> **YOUR TASKS**:
1) Answer these questions from the article on winter weather damage to plants, one line each:
(a) What causes the browning out on evergreens?
(b) What should be removed once regrowth is identified?
(c) How long may a shrub take to recover?
2) Write the next part of the article on winter weather damage to plants, picking up after its final sentence.

> **DOCUMENT TEXT**:

- Opening Delimiter -

Animal and Winter Weather Damage

Rabbit photoThis brutal winter was especially hard on landscape plants.

Many of the evergreens have a distinct “everbrown” color. The browning out is winter burn caused by dehydration. The effected needles will not recover, however regrowth may occur from buds further back on the stem. The best course of action is to take a “wait and see” approach. Look at the shrub and see if there any new buds forming and determine if there are enough to save the shrub. If the shrub is worth saving, be patient, it may take several years for it to recover. Once the regrowth is identified, remove the dead tips of the branches.

Winter burn is best avoided by taking preventative measures.

- Closing Delimiter -

> **EXTRACTED DATA**:
- Opening Delimiter -

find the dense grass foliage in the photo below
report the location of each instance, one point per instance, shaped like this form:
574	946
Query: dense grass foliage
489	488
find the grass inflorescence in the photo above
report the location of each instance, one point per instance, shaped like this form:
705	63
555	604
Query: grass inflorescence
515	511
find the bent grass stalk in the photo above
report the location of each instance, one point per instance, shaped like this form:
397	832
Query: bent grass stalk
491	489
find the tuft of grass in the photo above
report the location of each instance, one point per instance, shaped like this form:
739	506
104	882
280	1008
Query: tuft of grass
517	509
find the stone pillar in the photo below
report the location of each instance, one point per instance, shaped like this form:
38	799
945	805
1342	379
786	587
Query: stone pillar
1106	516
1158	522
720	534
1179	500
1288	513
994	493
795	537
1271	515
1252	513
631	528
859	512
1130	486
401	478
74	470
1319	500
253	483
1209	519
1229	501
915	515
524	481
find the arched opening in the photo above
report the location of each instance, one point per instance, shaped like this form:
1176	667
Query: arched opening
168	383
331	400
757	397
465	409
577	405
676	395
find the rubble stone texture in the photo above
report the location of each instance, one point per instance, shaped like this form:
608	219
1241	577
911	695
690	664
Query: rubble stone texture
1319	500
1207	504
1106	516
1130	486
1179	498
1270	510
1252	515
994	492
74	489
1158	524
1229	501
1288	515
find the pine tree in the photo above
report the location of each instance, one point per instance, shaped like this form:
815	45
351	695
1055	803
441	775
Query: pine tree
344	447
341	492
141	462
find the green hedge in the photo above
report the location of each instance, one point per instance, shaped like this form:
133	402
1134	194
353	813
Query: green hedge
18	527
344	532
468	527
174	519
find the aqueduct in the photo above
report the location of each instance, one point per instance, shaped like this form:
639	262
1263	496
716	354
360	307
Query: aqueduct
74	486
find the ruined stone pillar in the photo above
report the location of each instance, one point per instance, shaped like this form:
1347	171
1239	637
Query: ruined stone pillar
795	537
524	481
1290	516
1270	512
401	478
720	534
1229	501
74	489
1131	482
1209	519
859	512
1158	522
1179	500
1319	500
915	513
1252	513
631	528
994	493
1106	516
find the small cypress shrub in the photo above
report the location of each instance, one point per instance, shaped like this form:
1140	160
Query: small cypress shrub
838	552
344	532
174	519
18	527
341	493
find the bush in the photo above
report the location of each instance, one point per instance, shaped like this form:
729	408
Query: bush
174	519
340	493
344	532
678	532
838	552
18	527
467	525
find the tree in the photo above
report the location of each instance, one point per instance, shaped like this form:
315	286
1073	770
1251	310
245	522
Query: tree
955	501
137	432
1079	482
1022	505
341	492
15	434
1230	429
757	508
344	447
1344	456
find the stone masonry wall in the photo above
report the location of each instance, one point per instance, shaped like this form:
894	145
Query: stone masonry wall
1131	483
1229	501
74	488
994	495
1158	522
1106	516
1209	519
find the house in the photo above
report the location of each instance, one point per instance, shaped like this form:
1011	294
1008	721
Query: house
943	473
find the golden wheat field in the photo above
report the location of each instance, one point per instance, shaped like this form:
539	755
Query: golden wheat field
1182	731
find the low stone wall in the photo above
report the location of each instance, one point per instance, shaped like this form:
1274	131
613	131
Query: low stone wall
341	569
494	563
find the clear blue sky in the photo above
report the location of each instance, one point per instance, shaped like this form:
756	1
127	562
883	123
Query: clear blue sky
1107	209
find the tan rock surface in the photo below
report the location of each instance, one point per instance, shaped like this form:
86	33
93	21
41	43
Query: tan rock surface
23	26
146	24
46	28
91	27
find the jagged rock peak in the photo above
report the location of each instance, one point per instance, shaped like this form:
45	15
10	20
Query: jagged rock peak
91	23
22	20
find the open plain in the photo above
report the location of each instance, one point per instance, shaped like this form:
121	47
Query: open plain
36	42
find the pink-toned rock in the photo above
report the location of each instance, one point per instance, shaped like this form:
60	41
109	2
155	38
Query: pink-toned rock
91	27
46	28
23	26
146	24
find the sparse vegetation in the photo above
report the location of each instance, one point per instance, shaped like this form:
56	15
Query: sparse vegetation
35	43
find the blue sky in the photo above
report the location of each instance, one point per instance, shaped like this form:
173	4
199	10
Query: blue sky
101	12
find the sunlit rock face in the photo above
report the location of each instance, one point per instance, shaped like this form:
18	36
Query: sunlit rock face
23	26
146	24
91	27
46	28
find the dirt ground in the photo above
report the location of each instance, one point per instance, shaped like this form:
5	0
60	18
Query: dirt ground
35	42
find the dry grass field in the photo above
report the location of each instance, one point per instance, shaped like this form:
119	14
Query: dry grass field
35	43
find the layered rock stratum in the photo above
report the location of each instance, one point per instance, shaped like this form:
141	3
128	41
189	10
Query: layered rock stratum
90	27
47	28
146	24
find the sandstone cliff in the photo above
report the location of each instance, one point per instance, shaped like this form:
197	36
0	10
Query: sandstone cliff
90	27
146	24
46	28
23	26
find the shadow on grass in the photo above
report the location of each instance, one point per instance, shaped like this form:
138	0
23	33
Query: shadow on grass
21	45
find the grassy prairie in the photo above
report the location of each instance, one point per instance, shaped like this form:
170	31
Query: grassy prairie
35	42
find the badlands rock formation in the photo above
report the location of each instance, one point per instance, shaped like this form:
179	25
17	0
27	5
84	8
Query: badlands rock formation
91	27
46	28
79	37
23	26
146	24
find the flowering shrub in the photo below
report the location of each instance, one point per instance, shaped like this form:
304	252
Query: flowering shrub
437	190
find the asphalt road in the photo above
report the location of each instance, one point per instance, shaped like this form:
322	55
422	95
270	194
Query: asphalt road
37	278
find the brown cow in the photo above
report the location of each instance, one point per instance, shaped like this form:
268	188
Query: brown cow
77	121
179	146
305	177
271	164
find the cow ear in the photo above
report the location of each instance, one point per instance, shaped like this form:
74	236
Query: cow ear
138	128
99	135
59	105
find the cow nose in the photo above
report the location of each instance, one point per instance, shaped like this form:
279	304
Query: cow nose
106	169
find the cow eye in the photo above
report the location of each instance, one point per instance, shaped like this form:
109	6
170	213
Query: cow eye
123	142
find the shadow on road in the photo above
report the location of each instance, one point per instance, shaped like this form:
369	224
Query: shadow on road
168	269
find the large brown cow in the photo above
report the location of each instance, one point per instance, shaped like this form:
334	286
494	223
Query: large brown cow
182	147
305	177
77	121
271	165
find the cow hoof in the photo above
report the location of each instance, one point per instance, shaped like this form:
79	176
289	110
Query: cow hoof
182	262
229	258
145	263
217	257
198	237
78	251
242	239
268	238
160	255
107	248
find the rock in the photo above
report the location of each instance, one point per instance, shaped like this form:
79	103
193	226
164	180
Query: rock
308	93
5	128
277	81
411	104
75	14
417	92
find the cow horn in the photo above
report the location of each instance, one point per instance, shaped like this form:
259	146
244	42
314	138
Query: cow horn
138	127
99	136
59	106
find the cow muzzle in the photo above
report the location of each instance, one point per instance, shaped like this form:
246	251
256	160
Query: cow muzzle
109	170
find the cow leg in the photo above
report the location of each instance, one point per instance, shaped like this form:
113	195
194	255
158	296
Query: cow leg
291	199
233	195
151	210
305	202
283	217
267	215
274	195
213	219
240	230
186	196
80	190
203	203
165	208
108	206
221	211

- Closing Delimiter -

> **RESPONSES TO THE TASKS**:
1)
(a) Winter burn caused by dehydration.
(b) The dead tips of the branches.
(c) Several years.

2)
Evergreen trees and bushes will lose moisture all winter when the temperatures warm to 40°; however they cannot replace that moisture when the ground is frozen. This can occur especially if the specimen is planted on a southern or western side of a home where reflected heat warms the air more. Therefore, it is very important that they go into the winter well watered. Thoroughly watering evergreens (one inch per week) in November, before the ground freezes will help ease any winter burn. 

Excessive wind can also contribute to winter burn.

To prevent dehydration for plants in a location that receives high winds, tall stakes can be driven along the evergreens and burlap “tents” can be wrapped around them to protect them. 

Winter salt accumulation

Another contributor to winter burn is salt accumulation in the soil from de-icing compounds. If a salt spray is used, tents can protect the evergreens. If salt is being spread on sidewalks, avoid using pure sodium chloride. Instead mix it with an abrasive material such as sand, kitty litter, or another de-icing compound with less sodium.

Food sources for animals were scarce this winter.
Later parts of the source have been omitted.